(Records from a collection)
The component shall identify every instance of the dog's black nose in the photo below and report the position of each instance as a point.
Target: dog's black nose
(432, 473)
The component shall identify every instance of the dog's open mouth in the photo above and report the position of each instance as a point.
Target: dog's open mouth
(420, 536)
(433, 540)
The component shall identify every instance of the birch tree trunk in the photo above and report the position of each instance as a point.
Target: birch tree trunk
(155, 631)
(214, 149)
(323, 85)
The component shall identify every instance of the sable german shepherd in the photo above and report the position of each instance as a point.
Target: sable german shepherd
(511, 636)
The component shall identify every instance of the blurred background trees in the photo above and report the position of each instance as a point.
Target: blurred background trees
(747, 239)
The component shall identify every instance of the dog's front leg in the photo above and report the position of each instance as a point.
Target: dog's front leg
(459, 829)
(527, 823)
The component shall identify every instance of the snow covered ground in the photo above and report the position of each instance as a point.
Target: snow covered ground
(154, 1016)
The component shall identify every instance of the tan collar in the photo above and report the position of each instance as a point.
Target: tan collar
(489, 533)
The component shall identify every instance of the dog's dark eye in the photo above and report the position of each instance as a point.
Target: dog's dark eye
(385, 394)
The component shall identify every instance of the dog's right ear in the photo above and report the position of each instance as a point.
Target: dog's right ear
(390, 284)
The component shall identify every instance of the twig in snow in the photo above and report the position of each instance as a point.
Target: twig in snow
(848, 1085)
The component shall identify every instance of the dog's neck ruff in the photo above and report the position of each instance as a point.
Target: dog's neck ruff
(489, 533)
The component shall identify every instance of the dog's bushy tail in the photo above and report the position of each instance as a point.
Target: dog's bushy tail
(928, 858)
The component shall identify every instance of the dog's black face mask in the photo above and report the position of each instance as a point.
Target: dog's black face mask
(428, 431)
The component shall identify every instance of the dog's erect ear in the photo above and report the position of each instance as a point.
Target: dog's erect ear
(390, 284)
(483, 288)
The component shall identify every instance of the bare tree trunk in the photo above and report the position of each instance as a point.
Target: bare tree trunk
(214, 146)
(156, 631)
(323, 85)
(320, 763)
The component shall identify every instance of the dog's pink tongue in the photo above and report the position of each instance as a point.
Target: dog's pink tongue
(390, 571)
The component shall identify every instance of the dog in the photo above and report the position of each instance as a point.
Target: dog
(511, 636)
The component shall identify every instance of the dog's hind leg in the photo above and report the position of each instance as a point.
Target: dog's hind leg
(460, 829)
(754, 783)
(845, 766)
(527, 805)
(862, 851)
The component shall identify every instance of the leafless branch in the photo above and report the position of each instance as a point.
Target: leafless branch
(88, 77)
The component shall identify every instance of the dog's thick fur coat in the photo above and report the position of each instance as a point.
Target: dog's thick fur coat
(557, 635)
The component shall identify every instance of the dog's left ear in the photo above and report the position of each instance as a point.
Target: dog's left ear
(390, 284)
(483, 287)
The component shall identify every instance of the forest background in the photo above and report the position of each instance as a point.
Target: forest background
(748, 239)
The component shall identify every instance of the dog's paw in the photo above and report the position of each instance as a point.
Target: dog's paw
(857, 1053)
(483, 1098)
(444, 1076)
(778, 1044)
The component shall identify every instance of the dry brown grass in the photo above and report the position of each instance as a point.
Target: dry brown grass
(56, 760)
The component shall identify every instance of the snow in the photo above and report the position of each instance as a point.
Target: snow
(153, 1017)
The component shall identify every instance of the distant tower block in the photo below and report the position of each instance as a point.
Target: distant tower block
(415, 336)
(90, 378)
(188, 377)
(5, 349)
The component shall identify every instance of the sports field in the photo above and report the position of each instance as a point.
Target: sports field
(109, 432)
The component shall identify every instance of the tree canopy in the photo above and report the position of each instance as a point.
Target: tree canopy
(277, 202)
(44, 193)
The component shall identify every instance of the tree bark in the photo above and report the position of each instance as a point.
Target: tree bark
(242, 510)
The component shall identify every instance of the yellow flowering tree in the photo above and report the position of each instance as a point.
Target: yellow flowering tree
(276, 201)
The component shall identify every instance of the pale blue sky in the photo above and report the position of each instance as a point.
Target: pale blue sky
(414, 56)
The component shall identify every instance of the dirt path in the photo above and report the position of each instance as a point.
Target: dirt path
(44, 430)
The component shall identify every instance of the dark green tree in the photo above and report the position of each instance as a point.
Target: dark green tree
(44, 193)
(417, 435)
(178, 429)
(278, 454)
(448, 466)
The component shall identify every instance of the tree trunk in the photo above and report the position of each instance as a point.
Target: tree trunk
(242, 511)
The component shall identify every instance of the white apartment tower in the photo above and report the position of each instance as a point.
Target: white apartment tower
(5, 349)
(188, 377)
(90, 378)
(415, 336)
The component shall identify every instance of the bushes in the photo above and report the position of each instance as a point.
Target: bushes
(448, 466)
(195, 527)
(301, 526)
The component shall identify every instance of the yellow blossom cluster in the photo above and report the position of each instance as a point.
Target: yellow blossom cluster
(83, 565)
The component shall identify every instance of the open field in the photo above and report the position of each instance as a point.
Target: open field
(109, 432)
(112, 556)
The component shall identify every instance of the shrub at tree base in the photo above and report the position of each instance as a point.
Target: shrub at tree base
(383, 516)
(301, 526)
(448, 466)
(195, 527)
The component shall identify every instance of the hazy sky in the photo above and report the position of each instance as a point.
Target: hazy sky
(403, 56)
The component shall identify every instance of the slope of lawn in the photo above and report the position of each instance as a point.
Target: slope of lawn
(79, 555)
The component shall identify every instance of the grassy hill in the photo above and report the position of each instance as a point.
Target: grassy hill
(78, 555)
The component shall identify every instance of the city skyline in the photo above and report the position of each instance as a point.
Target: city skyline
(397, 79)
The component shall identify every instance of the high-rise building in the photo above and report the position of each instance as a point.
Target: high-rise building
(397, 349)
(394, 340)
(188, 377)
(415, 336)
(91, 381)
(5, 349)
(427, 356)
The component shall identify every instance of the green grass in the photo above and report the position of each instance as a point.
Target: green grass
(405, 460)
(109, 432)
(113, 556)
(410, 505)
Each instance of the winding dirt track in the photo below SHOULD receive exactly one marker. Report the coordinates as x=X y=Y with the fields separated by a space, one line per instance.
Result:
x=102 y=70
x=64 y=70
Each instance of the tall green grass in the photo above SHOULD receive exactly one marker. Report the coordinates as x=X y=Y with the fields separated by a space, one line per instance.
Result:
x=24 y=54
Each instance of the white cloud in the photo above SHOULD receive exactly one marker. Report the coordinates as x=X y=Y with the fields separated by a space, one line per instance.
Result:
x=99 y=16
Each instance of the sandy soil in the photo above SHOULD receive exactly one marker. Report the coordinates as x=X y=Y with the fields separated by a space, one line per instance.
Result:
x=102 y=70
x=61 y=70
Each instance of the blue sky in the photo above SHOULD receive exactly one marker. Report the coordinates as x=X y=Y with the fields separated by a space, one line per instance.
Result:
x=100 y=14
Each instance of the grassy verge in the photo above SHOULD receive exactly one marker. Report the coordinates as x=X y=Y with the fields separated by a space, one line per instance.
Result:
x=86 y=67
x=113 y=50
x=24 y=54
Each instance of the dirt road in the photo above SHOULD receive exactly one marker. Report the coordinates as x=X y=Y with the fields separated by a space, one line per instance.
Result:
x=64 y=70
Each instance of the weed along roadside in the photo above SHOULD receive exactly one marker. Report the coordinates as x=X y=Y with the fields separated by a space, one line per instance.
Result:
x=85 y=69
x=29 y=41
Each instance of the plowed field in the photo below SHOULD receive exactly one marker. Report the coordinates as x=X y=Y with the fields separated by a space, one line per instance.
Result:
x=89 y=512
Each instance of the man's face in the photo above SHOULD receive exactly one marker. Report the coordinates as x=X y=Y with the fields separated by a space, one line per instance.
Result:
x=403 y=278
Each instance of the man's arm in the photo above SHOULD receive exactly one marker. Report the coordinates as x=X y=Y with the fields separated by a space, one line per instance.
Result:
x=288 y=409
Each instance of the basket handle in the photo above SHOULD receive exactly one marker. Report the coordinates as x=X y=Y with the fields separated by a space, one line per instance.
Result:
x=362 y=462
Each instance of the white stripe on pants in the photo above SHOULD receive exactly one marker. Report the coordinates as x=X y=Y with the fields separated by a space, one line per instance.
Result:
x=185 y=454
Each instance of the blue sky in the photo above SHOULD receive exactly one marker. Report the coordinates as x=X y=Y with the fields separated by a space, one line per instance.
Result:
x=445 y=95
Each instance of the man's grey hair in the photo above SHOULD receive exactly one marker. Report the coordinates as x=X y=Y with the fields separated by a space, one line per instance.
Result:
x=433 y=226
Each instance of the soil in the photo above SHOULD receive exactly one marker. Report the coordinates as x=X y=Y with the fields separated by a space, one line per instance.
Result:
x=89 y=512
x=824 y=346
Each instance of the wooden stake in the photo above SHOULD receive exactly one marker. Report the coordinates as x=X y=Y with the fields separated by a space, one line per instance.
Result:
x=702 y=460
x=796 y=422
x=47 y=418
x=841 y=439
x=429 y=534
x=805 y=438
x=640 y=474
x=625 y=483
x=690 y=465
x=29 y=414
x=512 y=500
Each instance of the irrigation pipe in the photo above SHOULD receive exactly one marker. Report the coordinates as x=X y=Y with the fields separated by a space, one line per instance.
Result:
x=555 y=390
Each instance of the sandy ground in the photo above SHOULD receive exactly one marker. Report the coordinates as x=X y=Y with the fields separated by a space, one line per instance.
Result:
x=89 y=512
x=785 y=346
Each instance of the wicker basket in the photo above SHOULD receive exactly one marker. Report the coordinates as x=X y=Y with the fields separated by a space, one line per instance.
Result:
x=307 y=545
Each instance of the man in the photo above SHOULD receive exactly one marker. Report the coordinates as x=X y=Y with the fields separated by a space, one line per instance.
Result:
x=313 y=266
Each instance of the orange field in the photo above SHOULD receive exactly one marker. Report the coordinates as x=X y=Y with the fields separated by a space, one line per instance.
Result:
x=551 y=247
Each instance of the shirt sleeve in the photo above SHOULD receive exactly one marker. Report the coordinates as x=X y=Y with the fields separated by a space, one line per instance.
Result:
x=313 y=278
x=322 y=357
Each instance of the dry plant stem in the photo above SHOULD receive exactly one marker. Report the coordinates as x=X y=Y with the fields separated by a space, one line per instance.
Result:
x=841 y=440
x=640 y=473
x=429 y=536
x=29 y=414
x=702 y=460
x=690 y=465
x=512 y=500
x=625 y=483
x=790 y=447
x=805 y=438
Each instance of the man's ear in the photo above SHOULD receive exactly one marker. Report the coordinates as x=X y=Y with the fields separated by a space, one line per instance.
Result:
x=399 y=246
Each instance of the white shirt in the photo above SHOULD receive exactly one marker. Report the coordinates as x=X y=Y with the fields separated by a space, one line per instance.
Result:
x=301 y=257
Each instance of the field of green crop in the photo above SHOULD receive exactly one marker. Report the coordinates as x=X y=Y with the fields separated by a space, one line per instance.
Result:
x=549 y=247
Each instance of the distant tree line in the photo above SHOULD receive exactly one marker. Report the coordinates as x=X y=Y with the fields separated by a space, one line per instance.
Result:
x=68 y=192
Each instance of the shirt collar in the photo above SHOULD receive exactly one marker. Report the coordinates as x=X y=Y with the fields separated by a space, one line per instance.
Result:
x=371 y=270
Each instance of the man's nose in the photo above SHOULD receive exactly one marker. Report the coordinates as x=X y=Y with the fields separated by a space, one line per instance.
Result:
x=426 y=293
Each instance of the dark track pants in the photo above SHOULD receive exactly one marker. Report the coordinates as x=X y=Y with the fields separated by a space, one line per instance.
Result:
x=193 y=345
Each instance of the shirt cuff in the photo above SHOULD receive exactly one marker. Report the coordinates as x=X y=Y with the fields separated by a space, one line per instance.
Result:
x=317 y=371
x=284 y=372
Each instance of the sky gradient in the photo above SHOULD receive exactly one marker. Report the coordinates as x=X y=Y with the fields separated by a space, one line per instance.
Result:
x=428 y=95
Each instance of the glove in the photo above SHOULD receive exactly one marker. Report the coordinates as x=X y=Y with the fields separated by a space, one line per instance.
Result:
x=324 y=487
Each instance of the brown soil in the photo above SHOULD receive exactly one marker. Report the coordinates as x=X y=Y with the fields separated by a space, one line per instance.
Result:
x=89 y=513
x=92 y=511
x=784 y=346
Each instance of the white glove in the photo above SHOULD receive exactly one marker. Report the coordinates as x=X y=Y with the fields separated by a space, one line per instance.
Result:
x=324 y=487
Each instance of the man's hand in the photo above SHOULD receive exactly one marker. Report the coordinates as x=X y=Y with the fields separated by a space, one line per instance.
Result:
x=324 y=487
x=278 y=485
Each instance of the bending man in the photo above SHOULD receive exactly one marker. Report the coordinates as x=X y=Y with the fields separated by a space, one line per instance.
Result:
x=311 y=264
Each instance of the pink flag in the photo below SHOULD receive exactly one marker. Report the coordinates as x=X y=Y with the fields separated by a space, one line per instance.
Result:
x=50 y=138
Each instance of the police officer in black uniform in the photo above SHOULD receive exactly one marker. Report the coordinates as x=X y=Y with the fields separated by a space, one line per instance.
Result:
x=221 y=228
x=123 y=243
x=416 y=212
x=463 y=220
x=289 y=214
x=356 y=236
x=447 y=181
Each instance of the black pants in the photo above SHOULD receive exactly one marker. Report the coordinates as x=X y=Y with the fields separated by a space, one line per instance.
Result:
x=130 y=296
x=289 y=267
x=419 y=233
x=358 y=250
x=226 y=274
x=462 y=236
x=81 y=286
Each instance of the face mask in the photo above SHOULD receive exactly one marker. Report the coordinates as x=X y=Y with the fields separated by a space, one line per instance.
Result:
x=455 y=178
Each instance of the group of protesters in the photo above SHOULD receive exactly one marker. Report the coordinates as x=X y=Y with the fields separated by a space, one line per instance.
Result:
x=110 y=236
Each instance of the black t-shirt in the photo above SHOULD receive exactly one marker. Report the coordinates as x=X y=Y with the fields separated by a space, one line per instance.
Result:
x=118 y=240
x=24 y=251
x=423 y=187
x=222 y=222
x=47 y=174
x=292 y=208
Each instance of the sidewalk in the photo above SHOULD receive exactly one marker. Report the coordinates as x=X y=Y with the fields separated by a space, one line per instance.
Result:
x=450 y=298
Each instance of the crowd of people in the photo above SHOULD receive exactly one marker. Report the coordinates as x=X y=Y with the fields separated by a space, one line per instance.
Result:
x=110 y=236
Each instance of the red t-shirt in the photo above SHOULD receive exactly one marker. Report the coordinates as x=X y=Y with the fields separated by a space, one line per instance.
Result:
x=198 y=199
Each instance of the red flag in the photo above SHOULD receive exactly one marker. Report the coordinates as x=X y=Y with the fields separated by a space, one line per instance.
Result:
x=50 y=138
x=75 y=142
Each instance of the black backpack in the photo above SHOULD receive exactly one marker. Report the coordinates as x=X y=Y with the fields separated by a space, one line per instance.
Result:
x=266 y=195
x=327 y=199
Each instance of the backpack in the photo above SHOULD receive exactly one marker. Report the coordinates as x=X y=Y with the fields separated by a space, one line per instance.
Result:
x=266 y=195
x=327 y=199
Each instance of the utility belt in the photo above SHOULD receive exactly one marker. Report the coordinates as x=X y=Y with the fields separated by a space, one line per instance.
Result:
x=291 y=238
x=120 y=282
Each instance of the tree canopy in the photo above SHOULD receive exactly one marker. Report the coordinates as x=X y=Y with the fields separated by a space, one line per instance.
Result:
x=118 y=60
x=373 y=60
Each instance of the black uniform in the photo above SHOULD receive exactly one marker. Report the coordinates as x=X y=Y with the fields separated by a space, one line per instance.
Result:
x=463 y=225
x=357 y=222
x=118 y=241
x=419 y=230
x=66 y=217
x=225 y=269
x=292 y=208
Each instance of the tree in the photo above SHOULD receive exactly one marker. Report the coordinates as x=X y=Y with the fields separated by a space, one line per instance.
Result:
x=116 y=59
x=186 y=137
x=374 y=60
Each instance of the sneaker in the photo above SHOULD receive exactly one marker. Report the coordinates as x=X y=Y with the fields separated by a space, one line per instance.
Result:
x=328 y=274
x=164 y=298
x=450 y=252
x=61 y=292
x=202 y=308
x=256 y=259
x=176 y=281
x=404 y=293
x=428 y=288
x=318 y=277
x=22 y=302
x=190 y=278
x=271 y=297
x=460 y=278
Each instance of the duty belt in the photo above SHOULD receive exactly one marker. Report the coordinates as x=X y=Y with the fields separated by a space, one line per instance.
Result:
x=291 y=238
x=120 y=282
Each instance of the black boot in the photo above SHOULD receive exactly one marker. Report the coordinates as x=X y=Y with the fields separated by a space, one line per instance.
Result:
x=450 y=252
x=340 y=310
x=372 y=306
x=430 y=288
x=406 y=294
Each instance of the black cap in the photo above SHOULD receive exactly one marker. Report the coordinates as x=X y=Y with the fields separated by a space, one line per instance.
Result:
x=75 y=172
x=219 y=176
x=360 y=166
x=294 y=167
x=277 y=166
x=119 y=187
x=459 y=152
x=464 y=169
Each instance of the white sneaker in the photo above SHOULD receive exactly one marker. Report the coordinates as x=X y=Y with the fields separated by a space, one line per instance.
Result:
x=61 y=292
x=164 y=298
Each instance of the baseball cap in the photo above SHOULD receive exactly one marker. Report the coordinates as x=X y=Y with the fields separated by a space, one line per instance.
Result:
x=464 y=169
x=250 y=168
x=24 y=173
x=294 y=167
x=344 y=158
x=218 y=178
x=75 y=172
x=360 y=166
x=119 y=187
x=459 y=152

Task brief: Recast the records above as a numbered list with blank lines omitted, beginning at the line that contains "Each instance of the man's hand" and stopping after the line that contains "x=311 y=264".

Task result:
1. Each instance of the man's hand in the photo above SHOULD receive exactly one marker. Report the coordinates as x=X y=Y with the fields separated by a space, one line per instance.
2. Result:
3. x=324 y=487
4. x=278 y=485
5. Each instance of the bending man in the photo above SHOULD receive exactly one marker. Report the coordinates as x=X y=Y with the fields separated by a space, one line per instance.
6. Result:
7. x=311 y=264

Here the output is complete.